## Exercise brief
Your job is to retype the whole listing exactly.

## Information supplied
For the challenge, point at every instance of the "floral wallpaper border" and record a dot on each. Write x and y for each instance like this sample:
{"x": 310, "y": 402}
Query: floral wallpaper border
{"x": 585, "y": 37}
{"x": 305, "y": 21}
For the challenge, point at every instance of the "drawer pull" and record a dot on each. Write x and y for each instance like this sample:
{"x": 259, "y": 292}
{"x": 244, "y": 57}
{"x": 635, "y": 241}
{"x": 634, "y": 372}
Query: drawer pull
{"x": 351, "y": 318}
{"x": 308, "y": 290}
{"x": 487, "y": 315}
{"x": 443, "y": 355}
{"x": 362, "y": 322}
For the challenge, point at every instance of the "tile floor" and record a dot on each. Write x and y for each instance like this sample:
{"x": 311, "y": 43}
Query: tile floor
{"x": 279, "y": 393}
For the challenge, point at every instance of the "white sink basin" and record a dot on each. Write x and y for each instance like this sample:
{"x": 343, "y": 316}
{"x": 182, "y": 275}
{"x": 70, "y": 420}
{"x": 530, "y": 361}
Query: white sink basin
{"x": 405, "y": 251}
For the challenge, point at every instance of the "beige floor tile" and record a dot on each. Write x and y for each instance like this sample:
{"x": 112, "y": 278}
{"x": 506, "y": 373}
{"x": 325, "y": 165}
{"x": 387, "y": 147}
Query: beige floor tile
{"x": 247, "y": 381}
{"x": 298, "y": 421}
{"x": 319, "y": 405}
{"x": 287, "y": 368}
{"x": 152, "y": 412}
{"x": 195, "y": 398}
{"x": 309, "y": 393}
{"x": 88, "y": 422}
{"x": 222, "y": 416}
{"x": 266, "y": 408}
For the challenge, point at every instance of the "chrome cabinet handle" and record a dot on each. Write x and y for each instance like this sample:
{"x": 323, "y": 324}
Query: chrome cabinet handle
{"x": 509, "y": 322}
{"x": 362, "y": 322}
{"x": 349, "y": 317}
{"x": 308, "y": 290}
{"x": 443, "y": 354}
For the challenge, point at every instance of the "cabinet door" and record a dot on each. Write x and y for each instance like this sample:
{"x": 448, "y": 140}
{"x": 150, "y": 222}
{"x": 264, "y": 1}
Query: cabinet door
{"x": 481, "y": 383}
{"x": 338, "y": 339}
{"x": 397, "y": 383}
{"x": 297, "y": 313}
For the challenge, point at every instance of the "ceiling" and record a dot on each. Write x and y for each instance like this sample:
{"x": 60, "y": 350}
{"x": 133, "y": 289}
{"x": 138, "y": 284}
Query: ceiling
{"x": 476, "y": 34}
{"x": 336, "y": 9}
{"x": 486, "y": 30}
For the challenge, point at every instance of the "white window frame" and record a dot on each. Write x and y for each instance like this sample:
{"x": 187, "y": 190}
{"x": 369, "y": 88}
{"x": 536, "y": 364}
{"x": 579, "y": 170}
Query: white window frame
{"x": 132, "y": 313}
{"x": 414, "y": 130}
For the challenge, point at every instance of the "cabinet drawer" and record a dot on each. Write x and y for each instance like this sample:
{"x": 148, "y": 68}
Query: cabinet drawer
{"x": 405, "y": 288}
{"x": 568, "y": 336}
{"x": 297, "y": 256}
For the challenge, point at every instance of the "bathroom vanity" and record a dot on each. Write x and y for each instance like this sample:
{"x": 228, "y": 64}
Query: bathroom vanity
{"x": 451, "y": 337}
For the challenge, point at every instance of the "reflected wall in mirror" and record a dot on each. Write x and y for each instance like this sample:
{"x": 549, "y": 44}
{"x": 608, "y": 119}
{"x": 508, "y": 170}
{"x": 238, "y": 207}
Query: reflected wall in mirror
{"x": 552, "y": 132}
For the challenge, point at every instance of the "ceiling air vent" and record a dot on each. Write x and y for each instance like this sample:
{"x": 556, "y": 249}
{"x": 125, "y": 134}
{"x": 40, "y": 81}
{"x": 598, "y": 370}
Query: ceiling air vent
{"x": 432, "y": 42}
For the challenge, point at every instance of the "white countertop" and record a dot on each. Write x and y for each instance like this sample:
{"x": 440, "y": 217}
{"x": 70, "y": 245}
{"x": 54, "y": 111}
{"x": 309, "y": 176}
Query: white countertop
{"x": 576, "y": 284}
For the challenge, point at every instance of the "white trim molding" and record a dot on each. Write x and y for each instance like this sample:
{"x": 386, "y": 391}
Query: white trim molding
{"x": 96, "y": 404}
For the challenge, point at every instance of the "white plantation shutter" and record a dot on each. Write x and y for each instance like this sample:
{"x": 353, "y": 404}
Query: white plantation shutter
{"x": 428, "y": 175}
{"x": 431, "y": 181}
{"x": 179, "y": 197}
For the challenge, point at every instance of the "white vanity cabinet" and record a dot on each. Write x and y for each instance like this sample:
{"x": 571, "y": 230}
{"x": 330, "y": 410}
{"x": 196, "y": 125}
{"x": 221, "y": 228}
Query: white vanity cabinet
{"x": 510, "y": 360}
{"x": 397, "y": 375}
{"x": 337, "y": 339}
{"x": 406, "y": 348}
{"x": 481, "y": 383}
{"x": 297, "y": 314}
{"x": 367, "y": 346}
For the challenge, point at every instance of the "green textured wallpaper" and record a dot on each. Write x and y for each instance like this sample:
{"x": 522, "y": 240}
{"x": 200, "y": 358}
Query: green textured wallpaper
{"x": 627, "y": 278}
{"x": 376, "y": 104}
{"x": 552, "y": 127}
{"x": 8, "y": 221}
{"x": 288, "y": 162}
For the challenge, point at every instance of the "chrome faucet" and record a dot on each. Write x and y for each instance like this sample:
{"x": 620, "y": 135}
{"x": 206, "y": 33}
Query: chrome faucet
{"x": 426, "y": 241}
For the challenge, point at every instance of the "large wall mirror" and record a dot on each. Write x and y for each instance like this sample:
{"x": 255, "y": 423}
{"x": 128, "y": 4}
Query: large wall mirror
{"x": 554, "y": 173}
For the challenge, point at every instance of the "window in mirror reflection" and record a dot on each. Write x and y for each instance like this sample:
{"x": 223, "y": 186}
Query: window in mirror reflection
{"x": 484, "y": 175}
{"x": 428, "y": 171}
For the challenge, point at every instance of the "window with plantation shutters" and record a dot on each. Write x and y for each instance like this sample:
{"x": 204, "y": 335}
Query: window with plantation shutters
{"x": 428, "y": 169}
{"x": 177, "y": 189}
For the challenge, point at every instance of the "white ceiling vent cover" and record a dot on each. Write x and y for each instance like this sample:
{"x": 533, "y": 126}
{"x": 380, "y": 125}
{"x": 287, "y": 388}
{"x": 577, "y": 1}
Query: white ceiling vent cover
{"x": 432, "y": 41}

## Solution
For the challenge, point at every instance of the "floral wallpaper border" and record a dot on each. Write x and y for each instance like this sample:
{"x": 310, "y": 402}
Query: floral wallpaper border
{"x": 585, "y": 37}
{"x": 305, "y": 21}
For the challenge, point at every instance of the "drawer pull" and record a dot on each. Write x and y for each instance like this sample:
{"x": 259, "y": 292}
{"x": 244, "y": 57}
{"x": 635, "y": 241}
{"x": 634, "y": 372}
Query: drawer pull
{"x": 351, "y": 318}
{"x": 308, "y": 290}
{"x": 487, "y": 315}
{"x": 443, "y": 355}
{"x": 362, "y": 322}
For the challenge, point at every instance of the "tile floor" and record a dot on each. Write x and y for each instance like this sample:
{"x": 311, "y": 43}
Query: tile floor
{"x": 279, "y": 393}
For the challenge, point at every instance of the "white sink basin" and record a dot on each. Write x and y for each instance like this sample:
{"x": 343, "y": 316}
{"x": 182, "y": 275}
{"x": 70, "y": 420}
{"x": 530, "y": 361}
Query: white sink basin
{"x": 405, "y": 251}
For the challenge, point at every instance of the "beige floor tile" and record a dot on each. Write x and y for each instance like this sample:
{"x": 112, "y": 278}
{"x": 506, "y": 373}
{"x": 325, "y": 165}
{"x": 387, "y": 147}
Query: beige floor tile
{"x": 247, "y": 381}
{"x": 298, "y": 421}
{"x": 319, "y": 405}
{"x": 287, "y": 368}
{"x": 152, "y": 412}
{"x": 195, "y": 398}
{"x": 309, "y": 393}
{"x": 88, "y": 422}
{"x": 222, "y": 416}
{"x": 266, "y": 408}
For the challenge, point at every instance of the "chrome cabinet handle" and record a dot on each. Write x and y for each instance like this sample:
{"x": 323, "y": 324}
Query: chrome cabinet handle
{"x": 509, "y": 322}
{"x": 362, "y": 322}
{"x": 349, "y": 317}
{"x": 308, "y": 290}
{"x": 443, "y": 354}
For the challenge, point at every instance of the "cabinet door" and record a dot on each. Write x and y for each instance like this sample:
{"x": 448, "y": 140}
{"x": 150, "y": 222}
{"x": 264, "y": 1}
Query: cabinet door
{"x": 481, "y": 383}
{"x": 338, "y": 339}
{"x": 397, "y": 383}
{"x": 297, "y": 313}
For the challenge, point at every instance of the "ceiling" and record a dot on each. Write x and y for each instance like this sample:
{"x": 60, "y": 350}
{"x": 133, "y": 289}
{"x": 138, "y": 284}
Query: ceiling
{"x": 476, "y": 34}
{"x": 336, "y": 9}
{"x": 486, "y": 30}
For the challenge, point at every instance of the "white window frame" and record a dot on each. Write x and y for each instance like this sample:
{"x": 187, "y": 190}
{"x": 369, "y": 88}
{"x": 536, "y": 364}
{"x": 579, "y": 170}
Query: white window frame
{"x": 132, "y": 313}
{"x": 414, "y": 130}
For the challenge, point at every instance of the "cabinet drawer" and record a dot on each. Write x and y for each instance like this sample:
{"x": 148, "y": 68}
Query: cabinet drawer
{"x": 405, "y": 288}
{"x": 568, "y": 336}
{"x": 297, "y": 256}
For the challenge, point at every instance of the "bathroom vanity" and record a dot on each. Write x and y for each instance like this sample:
{"x": 228, "y": 64}
Query: bathroom vanity
{"x": 451, "y": 337}
For the challenge, point at every instance of the "reflected wall in mirror" and record a dot on each. Write x and y for each instance like this sample:
{"x": 549, "y": 44}
{"x": 608, "y": 119}
{"x": 508, "y": 170}
{"x": 238, "y": 207}
Query: reflected wall in mirror
{"x": 552, "y": 132}
For the challenge, point at every instance of the "ceiling air vent" and record a dot on each. Write x and y for each instance like this sample:
{"x": 556, "y": 249}
{"x": 125, "y": 134}
{"x": 40, "y": 81}
{"x": 598, "y": 370}
Query: ceiling air vent
{"x": 432, "y": 42}
For the challenge, point at every instance of the "white countertop" and record a dot on each. Write x and y for each instance like this sample:
{"x": 440, "y": 217}
{"x": 70, "y": 245}
{"x": 54, "y": 111}
{"x": 309, "y": 176}
Query: white countertop
{"x": 576, "y": 284}
For the challenge, point at every instance of the "white trim molding" and record a dot on each. Write x and y for each instance like this sample:
{"x": 386, "y": 391}
Query: white trim molding
{"x": 96, "y": 404}
For the challenge, point at every instance of the "white plantation shutter" and record a dot on each. Write x and y for each instance like this sample:
{"x": 353, "y": 404}
Query: white plantation shutter
{"x": 428, "y": 175}
{"x": 431, "y": 181}
{"x": 179, "y": 197}
For the challenge, point at every instance of the "white vanity cabinet" and record a dot on each. Write x and y for each instance like this sample:
{"x": 571, "y": 230}
{"x": 330, "y": 410}
{"x": 196, "y": 125}
{"x": 221, "y": 228}
Query: white vanity cabinet
{"x": 510, "y": 360}
{"x": 397, "y": 375}
{"x": 337, "y": 339}
{"x": 406, "y": 348}
{"x": 481, "y": 383}
{"x": 297, "y": 314}
{"x": 367, "y": 346}
For the challenge, point at every instance of the "green textured wallpaper" and record a dot on each. Write x and y for each instance like this sample:
{"x": 522, "y": 240}
{"x": 200, "y": 358}
Query: green textured wallpaper
{"x": 627, "y": 278}
{"x": 376, "y": 104}
{"x": 552, "y": 127}
{"x": 8, "y": 221}
{"x": 288, "y": 162}
For the challenge, point at every instance of the "chrome faucet" and record a dot on each. Write x and y for each instance like this sample:
{"x": 620, "y": 135}
{"x": 206, "y": 33}
Query: chrome faucet
{"x": 426, "y": 241}
For the challenge, point at every instance of the "large wall mirror" and record a dot on each. Write x and y for each instance like this sample:
{"x": 255, "y": 423}
{"x": 128, "y": 4}
Query: large wall mirror
{"x": 554, "y": 173}
For the challenge, point at every instance of the "window in mirror reflection" and record a dot on each. Write x and y for each instance like this sample:
{"x": 223, "y": 186}
Query: window in mirror reflection
{"x": 484, "y": 175}
{"x": 428, "y": 171}
For the challenge, point at every instance of the "window with plantation shutters" and record a dot on each. Write x and y for each instance like this sample:
{"x": 204, "y": 335}
Query: window with plantation shutters
{"x": 428, "y": 169}
{"x": 177, "y": 189}
For the challenge, point at every instance of the "white ceiling vent cover" and record a dot on each. Write x and y for each instance like this sample:
{"x": 533, "y": 126}
{"x": 380, "y": 125}
{"x": 287, "y": 388}
{"x": 577, "y": 1}
Query: white ceiling vent cover
{"x": 432, "y": 41}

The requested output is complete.